Saved entries:
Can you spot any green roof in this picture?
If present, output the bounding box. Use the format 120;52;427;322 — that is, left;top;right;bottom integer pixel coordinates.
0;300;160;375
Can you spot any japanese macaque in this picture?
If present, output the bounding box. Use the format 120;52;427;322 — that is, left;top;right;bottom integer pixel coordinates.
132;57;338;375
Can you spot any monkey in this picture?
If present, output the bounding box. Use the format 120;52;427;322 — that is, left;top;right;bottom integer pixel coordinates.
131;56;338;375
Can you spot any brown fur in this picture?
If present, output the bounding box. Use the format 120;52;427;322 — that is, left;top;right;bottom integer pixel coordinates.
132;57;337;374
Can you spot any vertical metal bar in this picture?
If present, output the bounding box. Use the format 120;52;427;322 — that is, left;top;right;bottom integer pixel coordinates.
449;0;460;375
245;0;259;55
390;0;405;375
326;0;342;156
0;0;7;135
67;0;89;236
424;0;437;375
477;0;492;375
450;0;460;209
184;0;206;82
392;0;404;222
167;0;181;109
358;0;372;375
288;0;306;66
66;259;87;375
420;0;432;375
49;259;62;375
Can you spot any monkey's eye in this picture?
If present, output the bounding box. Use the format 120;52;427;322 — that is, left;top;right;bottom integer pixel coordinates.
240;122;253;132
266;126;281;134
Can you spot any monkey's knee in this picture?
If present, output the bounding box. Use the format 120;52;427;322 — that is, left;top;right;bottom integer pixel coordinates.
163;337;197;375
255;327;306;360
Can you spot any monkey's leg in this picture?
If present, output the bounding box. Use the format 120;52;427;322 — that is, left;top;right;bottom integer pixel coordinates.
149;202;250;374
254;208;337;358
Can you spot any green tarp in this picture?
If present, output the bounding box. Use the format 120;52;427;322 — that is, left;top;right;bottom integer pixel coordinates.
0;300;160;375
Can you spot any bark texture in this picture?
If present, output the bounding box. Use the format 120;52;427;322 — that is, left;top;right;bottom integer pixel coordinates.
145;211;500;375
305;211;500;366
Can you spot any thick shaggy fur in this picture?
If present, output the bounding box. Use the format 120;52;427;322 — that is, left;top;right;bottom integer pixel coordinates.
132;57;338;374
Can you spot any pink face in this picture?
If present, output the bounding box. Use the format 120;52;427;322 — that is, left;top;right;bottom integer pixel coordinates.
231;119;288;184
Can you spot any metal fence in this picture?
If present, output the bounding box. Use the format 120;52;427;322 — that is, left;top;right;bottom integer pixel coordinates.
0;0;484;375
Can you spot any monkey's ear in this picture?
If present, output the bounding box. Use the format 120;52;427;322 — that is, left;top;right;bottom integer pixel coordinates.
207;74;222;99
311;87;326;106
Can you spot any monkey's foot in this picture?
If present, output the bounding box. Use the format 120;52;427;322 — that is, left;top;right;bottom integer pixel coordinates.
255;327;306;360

▸ **Given problem**:
Lay out the items as a Markdown table with the columns Row and Line. Start with the first line of the items and go on through the line containing "132;57;338;375", numbering each row and leaving out any blank lines.

▸ **Finished answer**:
| Row | Line |
|---|---|
| 1 | Can you spot any green roof in this picture? |
| 2 | If present, output the bounding box. Use the format 120;52;427;322 — that is, left;top;right;bottom integer pixel coordinates. |
| 3 | 0;300;160;375 |
| 4 | Can you spot any japanese macaque in this picture? |
| 5 | If present, output the bounding box. Use the format 120;52;427;322 — that is, left;top;right;bottom integer pixel coordinates. |
| 6 | 132;57;338;375 |